Return each line of the data below that contains the word "chick".

Rows from a pointing dataset
__________________________________________________

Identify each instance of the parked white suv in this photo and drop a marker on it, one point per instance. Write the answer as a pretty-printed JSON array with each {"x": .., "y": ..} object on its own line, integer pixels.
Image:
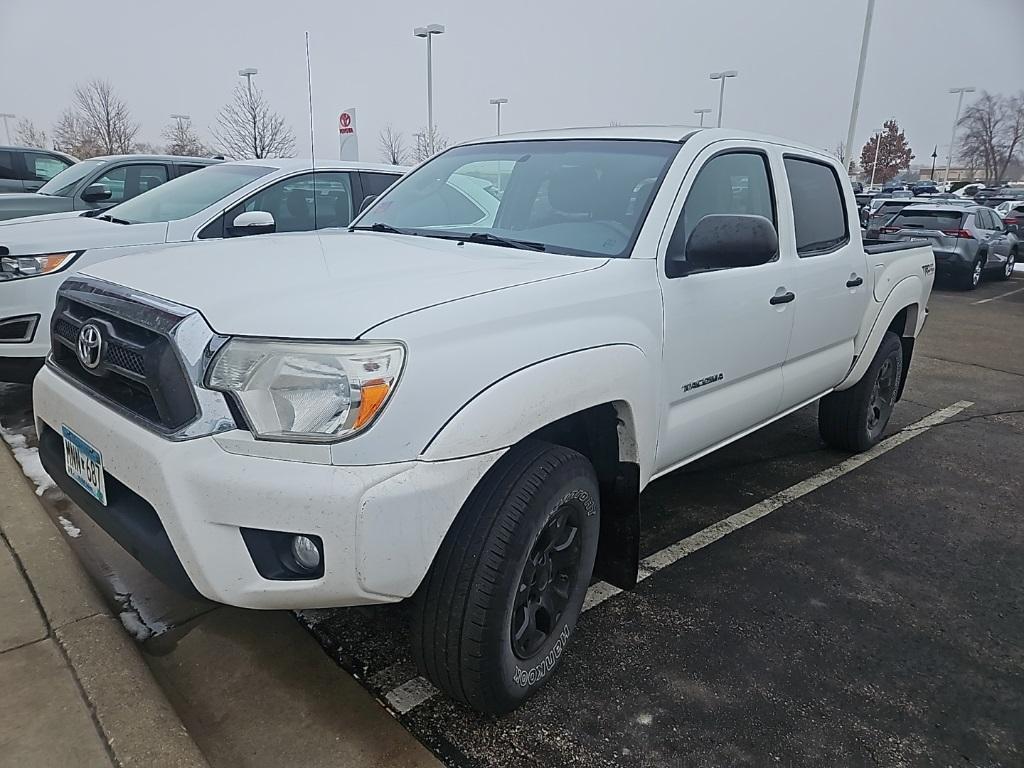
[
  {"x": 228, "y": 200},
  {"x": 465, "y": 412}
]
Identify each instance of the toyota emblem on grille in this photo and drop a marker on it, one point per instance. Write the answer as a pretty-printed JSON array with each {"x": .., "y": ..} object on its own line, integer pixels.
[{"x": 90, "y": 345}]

__________________________________________________

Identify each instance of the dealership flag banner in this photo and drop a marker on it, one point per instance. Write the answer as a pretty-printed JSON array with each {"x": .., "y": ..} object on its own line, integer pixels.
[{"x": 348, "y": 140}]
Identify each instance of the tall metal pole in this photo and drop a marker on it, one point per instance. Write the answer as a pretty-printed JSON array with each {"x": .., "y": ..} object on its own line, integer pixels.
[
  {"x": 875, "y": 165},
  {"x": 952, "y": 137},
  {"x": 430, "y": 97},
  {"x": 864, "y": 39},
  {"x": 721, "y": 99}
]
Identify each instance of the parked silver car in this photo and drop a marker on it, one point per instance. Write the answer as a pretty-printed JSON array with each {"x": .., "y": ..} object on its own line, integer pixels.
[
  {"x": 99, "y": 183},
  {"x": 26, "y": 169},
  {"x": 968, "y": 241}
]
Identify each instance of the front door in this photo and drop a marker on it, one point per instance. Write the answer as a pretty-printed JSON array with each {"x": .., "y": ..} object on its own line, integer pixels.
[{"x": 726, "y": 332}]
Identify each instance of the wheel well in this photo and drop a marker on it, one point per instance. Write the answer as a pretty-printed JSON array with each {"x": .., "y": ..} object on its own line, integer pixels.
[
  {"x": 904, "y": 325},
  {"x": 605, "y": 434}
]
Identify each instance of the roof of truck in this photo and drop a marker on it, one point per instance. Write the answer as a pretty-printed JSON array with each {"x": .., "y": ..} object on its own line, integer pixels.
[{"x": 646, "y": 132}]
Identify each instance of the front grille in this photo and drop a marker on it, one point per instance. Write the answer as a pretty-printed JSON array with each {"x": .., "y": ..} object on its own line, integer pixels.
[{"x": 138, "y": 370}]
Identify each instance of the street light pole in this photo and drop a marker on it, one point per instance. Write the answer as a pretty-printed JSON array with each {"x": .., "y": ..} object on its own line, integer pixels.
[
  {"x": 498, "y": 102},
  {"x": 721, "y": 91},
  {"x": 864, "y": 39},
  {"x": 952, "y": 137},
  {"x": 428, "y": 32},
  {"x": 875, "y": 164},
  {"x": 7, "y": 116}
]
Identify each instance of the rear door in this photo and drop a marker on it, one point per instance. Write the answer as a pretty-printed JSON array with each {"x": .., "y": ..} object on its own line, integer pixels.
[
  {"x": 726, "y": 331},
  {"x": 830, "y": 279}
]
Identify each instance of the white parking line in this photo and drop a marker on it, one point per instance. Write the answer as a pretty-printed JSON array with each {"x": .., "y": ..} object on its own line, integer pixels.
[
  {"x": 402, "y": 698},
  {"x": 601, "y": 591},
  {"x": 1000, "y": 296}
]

__________________________________________________

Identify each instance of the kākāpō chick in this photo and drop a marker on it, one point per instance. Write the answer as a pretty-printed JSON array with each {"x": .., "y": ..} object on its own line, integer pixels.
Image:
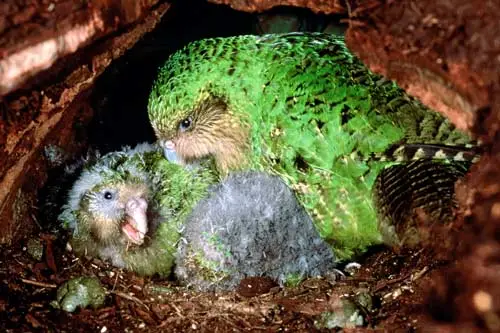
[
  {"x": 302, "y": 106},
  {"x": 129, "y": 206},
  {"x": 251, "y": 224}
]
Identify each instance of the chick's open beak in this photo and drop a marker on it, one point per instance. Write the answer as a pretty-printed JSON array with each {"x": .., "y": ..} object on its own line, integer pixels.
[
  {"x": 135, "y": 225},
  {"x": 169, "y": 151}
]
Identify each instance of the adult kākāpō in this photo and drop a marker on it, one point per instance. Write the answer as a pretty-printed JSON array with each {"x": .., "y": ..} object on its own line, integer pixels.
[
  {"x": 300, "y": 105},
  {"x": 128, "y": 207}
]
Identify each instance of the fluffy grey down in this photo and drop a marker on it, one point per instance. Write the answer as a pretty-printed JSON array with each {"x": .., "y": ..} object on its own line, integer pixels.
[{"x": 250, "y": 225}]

__________________________________________________

### RESPONSE FOR THIS EXERCISE
Identify each instance of the kākāpō chick in this photo and drop a marker on it, one point per instance. Write the answer as a pretty-printed JSON array with each {"x": .., "y": ..} object on its own line, integer pixels.
Identify each instance of the chick's open beak in this photo and drop a marker on it, one point per instance. Write the answer as a pretty-printed JSON array with each {"x": .., "y": ..} object on its own line, integer pixels.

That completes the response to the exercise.